Copy the listing below line for line, without changing anything.

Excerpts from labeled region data
=====

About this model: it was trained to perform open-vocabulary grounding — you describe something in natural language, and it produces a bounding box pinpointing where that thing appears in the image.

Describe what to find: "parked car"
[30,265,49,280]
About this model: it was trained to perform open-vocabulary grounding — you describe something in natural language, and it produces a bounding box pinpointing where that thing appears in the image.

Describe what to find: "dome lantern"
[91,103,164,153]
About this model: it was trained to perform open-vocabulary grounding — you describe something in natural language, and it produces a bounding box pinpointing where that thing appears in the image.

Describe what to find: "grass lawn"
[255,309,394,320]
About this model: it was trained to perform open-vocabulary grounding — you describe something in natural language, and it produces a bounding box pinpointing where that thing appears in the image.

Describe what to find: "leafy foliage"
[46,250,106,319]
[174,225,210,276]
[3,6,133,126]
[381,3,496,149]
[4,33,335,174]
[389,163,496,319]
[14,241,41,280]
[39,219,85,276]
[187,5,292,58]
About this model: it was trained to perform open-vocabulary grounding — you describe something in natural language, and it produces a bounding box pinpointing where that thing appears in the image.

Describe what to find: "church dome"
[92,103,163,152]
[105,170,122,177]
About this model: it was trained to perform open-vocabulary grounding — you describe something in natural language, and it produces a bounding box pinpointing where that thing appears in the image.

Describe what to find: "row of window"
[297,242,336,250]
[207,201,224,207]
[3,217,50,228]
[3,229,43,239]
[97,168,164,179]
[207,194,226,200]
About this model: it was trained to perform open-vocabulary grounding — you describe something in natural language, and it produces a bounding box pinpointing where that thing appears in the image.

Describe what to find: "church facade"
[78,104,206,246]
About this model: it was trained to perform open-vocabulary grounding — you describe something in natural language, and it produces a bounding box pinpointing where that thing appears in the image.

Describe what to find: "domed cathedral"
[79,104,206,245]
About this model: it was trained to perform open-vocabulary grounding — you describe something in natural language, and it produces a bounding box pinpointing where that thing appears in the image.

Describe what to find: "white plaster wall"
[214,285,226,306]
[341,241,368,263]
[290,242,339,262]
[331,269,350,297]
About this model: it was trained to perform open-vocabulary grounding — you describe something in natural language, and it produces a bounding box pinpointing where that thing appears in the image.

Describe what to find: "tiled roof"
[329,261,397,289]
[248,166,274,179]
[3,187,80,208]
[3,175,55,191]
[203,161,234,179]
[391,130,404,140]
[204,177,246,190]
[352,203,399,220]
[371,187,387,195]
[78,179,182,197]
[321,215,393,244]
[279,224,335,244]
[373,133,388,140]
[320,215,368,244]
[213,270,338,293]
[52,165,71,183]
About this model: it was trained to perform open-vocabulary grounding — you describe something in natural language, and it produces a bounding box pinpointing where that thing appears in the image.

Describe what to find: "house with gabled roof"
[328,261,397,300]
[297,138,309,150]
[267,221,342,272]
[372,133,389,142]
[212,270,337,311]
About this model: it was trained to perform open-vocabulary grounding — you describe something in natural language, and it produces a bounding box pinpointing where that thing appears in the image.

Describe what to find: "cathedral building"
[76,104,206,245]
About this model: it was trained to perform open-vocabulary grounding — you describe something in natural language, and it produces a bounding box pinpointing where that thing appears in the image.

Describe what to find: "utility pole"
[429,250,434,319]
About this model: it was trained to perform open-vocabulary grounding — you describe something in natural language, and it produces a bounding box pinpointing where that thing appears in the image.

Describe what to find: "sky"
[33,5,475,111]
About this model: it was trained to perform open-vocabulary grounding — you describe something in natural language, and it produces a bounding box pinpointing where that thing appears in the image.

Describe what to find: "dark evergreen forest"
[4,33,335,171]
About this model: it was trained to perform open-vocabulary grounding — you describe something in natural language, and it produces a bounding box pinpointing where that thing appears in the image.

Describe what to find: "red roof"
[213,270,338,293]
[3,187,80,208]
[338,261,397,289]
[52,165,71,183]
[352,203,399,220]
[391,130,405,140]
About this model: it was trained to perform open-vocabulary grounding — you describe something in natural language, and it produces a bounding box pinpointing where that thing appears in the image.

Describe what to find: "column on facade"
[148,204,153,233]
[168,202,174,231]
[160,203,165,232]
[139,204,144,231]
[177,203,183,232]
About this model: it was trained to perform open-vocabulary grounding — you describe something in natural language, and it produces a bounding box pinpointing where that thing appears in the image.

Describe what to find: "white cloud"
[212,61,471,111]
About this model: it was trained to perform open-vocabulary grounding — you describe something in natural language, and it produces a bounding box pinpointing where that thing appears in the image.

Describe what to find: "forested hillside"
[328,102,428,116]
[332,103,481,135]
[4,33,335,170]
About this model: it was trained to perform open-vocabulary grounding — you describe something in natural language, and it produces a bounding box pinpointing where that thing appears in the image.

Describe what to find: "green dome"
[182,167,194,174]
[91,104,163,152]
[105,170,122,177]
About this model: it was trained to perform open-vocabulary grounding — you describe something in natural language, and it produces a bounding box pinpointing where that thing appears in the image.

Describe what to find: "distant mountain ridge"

=====

ANSWER FOR THIS EXERCISE ▸
About this model: it was trained to perform open-vocabulary grounding — you describe something in natural language, and it produces a bounding box pinpointing where that thing appears in the image.

Describe what to find: "parked car"
[30,265,49,280]
About this model: it was trained to perform open-vocabulary grounding — you describe something in natural language, and it produces a bounding box pinpointing where that thing appears in the image.

Describe what to find: "dome lantern"
[91,103,164,153]
About this model: it was trained to perform open-vocabulary grounding — you describe something in natural language, and it produces a bounding box pinpointing where that thing appears in the image.

Describe what to find: "grass lawn"
[255,309,394,320]
About this model: it was trained to perform open-vocabulary grounding — you describe something in natural language, and it produces a bounding box pinpointing where that thing appears in the image.

Describe what to find: "leafy foliage"
[46,250,106,319]
[174,225,210,276]
[3,6,133,126]
[381,3,496,149]
[4,33,335,174]
[389,163,496,319]
[14,241,41,280]
[39,219,85,276]
[187,5,292,58]
About this model: it was trained to perform open-vocabulary grounding — you describe something in natural language, and it produces a bounding box pinpointing where that thing appears in the image.

Describe what to find: "church dome"
[92,103,163,152]
[105,170,122,177]
About this model: it was trained to perform open-vocabulary grounding — you describe something in natural language, and it produces a bounding box pinpointing where that thing appears in the image.

Describe what to find: "row of window"
[297,242,336,250]
[207,201,224,207]
[3,217,50,228]
[3,229,43,239]
[97,168,164,179]
[207,194,226,200]
About this model: it was trained to perform open-vocabulary grounding — you describe something in natural language, and it produces a bounding box pinpointing where that thing appears in the image.

Describe what to find: "church facade"
[78,104,206,246]
About this model: it was trained to perform open-vocabulary grounding — you describe something in natural language, and it produces a bounding box pinpointing where that thing appears in the image.

Describe what to find: "domed cathedral"
[79,104,206,245]
About this model: it was trained to perform open-vocabulary grounding — you describe something in natural language, and it produces a bounding box pinpointing where that thing appears in the image.

Describe what to find: "white plaster wall"
[214,285,226,306]
[341,241,368,263]
[290,242,339,262]
[331,269,350,297]
About this model: it was trained to perform open-vocabulary grounding — you describe something in natural language, and it produces a bounding box pinpointing where that thing appears in the image.

Describe what to find: "tiled roof"
[329,261,397,289]
[248,166,274,179]
[3,187,80,208]
[3,175,55,191]
[203,161,234,179]
[391,130,404,140]
[204,177,246,190]
[352,203,399,220]
[371,187,387,195]
[78,179,182,197]
[321,215,393,244]
[279,224,335,244]
[373,133,388,140]
[320,215,368,244]
[213,270,338,293]
[52,165,71,183]
About this model: it was trained to perform open-vocabulary grounding — you describe something in natural language, and it produces a bounding box pinpointing where that thing appears in the image.

Describe what to find: "house with gabled roof"
[328,261,397,300]
[297,138,309,150]
[267,221,342,272]
[372,133,389,142]
[212,270,337,311]
About this model: it was trained to perform open-vocabulary grounding — you describe something in natural language, and it produces a bounding box pinpointing where that thing appears in the image.

Describe what to find: "cathedral building"
[76,104,206,245]
About this model: it was trained to perform open-vocabulary grounding — you describe something in natural language, and it produces a bounding box pinpointing where that thing appears in the image.

Describe what to find: "utility pole"
[429,250,434,319]
About this model: it was trained to perform open-vocabulary grounding — you describe something in natural language, and it produces a bounding box pinpointing where that thing appears in the image.

Describe what to find: "sky"
[33,5,475,111]
About this model: it was trained to perform open-vocabulary grounding — you describe something in natural language, and it produces a bounding box pinpointing where that thing appears in the image.

Describe what to find: "dark evergreen forest"
[4,33,335,171]
About this model: it was trained to perform open-vocabulary grounding — you describe something in natural language, and it produces a bounding box pinpointing where that thing appears in the image.

Describe what to find: "red roof"
[213,270,338,293]
[3,187,80,208]
[338,261,397,289]
[52,165,71,183]
[352,203,399,220]
[391,130,405,140]
About this model: it was trained to perform open-vocabulary grounding — you describe something in natural language, and it produces a bounding box pinpointing where that thing appears in the image.

Describe what to find: "column on facade"
[148,204,153,233]
[168,202,174,231]
[160,203,165,232]
[139,204,144,231]
[177,203,183,232]
About this model: it was trained to perform open-vocabulary grounding — you describe something in natural language, and it produces a bounding box pinpointing where that thing appears in the image.

Describe what to find: "white cloud"
[212,61,471,111]
About this model: it was trained to perform open-vocabulary grounding — you describe something in natural language, and it produces a bounding box pinpointing where that thing appears in the image.

Describe what to find: "forested hillside"
[328,102,428,116]
[332,103,481,135]
[4,33,335,170]
About this model: it was trained to perform open-vocabulary grounding — you describe something in natural language, and it produces a bounding box pinpointing where that thing appears in the image.

Describe what to find: "green dome"
[182,167,194,174]
[91,104,163,152]
[105,170,122,177]
About this model: it was trained to perform open-vocabulary grounding — you describe something in natural language, and it produces a bounding box pinpointing where that thing appears in the image.

Describe what to find: "distant mountain ridge"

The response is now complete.